Bounding box annotation entries
........
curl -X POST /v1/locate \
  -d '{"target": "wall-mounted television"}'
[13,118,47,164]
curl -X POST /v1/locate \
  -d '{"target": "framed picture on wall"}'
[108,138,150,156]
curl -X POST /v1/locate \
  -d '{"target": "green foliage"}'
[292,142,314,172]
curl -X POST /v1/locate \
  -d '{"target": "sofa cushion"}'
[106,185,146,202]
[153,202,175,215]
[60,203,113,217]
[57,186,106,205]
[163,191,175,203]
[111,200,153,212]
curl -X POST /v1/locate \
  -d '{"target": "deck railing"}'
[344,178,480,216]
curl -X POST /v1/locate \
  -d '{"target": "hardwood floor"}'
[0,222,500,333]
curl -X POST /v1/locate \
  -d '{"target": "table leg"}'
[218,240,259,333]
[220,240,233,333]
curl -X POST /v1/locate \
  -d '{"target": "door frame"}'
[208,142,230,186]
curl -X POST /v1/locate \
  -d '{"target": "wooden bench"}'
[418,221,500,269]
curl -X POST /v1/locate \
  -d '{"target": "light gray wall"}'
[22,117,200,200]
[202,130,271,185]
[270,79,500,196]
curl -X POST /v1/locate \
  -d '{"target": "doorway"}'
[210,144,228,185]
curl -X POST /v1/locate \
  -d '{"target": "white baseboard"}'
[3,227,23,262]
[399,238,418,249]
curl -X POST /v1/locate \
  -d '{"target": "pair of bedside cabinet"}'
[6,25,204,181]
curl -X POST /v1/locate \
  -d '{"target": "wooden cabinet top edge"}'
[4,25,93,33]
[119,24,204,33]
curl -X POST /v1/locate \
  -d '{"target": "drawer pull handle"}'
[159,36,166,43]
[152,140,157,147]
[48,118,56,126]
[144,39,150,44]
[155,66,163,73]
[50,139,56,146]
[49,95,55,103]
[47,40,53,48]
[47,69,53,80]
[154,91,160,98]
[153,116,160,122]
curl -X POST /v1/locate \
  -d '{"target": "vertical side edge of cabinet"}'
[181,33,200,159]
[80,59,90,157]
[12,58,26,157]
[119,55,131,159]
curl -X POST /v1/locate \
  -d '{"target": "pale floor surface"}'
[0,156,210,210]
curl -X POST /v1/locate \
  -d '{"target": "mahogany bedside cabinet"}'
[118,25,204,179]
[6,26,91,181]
........
■ The request ■
Retype the lines above, starting at the beginning of the items and ending with the line containing "[119,24,204,33]".

■ Answer to this task ■
curl -X POST /v1/locate \
  -d '{"target": "wall-mounted television"}'
[13,118,47,164]
curl -X POST /v1/locate \
  -d '{"target": "framed picture on wall"}'
[108,138,150,156]
curl -X POST /v1/locate \
  -d '{"target": "green foliage"}'
[292,142,314,172]
curl -X POST /v1/locate \
  -d '{"target": "sofa cushion"}'
[106,185,146,202]
[153,202,175,215]
[60,203,113,217]
[57,186,106,205]
[163,191,175,203]
[111,200,153,212]
curl -X POST /v1/locate \
  -d '{"target": "deck railing"}'
[344,178,480,216]
curl -X POST /v1/locate \
  -d '{"target": "hardwood floor"}'
[0,222,500,333]
curl -X POST /v1/locate \
  -d '{"target": "table leg"}'
[218,240,259,333]
[220,240,233,333]
curl -X POST /v1/locate \
  -d '{"target": "door frame"}'
[208,142,230,186]
curl -X POST /v1/locate \
  -d '{"target": "wooden bench"}'
[418,221,500,269]
curl -X POST /v1/locate \
  -d '{"target": "light gray wall"}'
[22,117,200,200]
[202,130,271,185]
[270,79,500,196]
curl -X POST /v1/locate \
  -d '{"target": "doorway"}'
[210,144,228,185]
curl -X POST /v1/locate \
  -d '{"target": "white baseboard"}'
[3,227,23,262]
[399,238,418,249]
curl -X POST /v1/locate \
  -d '{"target": "pair of bedside cabinet"}'
[6,25,204,181]
curl -X POST /v1/locate \
  -d '{"target": "wooden cabinet top edge"}'
[4,25,93,33]
[119,24,204,33]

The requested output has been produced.